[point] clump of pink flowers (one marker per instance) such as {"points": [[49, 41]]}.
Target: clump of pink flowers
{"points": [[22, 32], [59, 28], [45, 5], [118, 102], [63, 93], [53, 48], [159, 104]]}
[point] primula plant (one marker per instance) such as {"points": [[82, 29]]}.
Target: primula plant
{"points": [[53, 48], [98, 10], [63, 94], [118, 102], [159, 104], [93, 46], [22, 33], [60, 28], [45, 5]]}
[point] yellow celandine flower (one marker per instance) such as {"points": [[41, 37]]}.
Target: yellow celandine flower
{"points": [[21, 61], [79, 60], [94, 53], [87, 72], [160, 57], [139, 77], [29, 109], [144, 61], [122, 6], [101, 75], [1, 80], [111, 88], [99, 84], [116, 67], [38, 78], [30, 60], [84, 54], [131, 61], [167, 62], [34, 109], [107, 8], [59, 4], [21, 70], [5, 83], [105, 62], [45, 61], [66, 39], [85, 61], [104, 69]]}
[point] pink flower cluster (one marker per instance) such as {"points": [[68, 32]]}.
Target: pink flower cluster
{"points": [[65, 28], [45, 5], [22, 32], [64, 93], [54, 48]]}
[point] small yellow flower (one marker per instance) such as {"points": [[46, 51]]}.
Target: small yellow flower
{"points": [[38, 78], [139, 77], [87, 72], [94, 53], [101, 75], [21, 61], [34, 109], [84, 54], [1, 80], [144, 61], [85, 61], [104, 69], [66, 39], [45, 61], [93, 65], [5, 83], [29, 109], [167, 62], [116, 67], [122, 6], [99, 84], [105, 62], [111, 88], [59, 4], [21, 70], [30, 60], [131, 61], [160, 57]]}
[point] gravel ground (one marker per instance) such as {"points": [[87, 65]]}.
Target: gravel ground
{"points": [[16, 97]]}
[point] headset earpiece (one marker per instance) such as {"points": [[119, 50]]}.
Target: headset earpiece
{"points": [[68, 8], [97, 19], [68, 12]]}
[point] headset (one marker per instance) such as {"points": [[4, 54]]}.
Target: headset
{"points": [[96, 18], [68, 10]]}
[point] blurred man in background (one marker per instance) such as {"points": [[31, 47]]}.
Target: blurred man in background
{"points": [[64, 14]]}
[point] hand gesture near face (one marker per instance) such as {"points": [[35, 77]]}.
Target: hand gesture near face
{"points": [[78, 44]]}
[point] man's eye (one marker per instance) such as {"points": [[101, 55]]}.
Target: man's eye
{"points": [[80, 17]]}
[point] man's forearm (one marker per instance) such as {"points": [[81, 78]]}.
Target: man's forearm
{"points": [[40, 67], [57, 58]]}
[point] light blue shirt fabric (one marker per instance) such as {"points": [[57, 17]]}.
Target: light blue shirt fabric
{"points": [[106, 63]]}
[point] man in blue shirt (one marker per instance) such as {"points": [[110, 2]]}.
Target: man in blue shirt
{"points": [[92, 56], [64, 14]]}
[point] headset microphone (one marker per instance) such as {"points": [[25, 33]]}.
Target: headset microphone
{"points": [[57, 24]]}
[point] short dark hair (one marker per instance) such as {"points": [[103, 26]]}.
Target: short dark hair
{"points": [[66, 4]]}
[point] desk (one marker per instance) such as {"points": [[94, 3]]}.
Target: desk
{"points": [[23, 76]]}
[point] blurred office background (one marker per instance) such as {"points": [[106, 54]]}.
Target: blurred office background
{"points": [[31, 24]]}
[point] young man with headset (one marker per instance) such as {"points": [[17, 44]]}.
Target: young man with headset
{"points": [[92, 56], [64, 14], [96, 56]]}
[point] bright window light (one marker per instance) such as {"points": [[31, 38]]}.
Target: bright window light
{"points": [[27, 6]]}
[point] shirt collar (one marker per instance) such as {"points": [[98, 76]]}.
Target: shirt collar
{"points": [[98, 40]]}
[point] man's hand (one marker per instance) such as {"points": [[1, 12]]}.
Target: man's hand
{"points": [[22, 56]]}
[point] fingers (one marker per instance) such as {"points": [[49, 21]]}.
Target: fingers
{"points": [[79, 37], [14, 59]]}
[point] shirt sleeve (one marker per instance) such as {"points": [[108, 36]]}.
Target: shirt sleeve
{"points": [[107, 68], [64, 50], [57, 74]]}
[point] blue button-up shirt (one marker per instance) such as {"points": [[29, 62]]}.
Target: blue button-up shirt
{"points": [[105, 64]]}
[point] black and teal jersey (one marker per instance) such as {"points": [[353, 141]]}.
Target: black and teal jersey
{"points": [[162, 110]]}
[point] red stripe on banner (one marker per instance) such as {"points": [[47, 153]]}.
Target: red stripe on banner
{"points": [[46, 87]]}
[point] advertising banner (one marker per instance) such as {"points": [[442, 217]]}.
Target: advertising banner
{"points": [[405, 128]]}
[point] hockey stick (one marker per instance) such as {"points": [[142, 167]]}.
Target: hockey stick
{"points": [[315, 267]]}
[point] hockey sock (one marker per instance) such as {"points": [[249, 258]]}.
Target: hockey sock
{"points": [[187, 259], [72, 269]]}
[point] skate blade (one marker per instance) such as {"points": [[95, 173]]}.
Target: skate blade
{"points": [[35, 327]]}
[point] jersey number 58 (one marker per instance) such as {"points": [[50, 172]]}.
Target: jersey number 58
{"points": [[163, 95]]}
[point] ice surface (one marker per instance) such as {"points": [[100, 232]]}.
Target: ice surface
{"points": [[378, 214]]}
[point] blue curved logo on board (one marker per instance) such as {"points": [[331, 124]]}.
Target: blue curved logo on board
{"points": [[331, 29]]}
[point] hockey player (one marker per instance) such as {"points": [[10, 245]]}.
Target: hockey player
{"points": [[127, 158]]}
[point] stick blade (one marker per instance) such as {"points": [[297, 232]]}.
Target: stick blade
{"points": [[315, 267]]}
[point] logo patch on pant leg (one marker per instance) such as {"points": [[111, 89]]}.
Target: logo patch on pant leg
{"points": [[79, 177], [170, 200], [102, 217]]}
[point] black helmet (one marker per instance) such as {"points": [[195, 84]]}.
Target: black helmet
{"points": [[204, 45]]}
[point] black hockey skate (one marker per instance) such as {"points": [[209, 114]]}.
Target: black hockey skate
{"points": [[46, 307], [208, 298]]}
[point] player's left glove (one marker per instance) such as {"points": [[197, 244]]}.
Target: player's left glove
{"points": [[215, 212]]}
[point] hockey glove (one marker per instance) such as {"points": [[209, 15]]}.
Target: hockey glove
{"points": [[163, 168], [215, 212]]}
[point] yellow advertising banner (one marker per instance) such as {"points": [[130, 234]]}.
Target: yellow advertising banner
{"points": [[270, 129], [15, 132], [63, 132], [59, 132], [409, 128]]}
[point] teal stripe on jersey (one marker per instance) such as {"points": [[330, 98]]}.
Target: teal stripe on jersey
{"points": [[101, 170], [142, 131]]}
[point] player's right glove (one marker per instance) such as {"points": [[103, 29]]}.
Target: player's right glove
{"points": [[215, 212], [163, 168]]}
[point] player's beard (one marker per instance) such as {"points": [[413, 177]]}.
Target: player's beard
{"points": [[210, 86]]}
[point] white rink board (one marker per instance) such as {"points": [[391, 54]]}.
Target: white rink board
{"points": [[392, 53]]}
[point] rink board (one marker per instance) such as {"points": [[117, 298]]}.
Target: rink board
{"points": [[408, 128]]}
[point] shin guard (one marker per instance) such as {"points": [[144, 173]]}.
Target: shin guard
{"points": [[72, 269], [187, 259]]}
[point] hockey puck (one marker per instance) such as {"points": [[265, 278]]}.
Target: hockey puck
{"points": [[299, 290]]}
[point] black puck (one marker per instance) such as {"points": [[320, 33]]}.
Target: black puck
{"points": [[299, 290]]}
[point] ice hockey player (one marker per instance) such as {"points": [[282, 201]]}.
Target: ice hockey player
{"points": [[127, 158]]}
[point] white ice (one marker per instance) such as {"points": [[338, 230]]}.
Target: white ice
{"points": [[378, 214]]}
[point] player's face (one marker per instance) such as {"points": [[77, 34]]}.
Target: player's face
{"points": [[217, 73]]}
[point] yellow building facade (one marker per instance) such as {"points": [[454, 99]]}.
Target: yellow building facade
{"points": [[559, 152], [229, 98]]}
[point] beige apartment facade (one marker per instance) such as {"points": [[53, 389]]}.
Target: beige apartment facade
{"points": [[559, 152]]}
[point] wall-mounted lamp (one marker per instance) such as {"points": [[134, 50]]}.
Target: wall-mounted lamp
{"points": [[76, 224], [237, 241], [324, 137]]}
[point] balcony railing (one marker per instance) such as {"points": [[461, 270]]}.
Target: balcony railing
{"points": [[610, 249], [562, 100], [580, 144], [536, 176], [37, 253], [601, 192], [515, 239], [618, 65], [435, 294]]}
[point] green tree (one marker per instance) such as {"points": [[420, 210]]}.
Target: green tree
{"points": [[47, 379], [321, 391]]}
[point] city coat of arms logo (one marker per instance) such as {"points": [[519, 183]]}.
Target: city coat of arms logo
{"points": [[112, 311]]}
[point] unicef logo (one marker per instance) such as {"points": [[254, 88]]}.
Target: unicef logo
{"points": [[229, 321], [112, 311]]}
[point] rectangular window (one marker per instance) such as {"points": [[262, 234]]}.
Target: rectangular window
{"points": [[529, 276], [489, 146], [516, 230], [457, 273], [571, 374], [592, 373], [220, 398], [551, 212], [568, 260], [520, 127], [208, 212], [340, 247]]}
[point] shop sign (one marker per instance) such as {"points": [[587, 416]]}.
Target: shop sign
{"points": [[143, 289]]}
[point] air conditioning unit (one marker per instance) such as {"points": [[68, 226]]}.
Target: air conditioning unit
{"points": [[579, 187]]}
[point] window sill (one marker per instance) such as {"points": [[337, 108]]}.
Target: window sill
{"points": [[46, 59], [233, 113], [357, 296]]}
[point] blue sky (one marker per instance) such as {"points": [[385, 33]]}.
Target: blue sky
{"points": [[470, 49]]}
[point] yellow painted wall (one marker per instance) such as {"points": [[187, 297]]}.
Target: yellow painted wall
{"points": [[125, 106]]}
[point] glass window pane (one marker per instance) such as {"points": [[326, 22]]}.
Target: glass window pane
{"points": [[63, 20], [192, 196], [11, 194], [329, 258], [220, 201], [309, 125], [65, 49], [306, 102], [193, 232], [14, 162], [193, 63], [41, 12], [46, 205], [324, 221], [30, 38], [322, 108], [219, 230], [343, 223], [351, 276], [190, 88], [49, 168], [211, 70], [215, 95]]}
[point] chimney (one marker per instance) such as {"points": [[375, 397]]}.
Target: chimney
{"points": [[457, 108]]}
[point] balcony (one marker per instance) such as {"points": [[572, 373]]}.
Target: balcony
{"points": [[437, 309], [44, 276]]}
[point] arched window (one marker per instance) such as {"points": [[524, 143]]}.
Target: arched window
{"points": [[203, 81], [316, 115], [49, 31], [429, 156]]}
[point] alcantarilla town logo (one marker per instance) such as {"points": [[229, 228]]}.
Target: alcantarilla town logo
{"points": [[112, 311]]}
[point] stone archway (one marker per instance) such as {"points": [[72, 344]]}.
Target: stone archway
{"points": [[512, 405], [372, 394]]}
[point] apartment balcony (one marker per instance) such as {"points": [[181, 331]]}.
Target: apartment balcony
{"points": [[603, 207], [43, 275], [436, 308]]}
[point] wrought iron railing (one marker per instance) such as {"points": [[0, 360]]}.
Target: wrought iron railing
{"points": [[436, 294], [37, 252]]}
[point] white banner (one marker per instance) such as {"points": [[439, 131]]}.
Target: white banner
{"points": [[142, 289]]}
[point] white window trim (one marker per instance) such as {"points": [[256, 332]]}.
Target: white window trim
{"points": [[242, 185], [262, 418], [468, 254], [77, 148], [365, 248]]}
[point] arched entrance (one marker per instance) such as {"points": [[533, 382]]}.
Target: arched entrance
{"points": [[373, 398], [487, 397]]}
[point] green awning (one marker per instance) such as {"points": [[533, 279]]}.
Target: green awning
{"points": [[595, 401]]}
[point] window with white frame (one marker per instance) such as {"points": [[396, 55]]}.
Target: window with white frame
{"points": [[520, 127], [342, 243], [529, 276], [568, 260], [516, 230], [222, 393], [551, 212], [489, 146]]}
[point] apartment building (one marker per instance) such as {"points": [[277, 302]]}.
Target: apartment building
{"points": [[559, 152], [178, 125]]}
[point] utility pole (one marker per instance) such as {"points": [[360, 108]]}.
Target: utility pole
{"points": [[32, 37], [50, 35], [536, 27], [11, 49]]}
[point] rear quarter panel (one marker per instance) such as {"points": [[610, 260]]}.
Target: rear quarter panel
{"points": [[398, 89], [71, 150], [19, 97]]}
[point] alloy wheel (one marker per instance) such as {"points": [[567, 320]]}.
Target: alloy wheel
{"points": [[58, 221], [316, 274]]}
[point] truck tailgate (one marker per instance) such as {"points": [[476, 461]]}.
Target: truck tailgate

##########

Exercise
Copy the lines of the listing above from the line with "[point] yellow celandine" up to and including the line with "Target: yellow celandine flower".

In response
[point] yellow celandine flower (one marker per instance) such as {"points": [[41, 37]]}.
Target: yellow celandine flower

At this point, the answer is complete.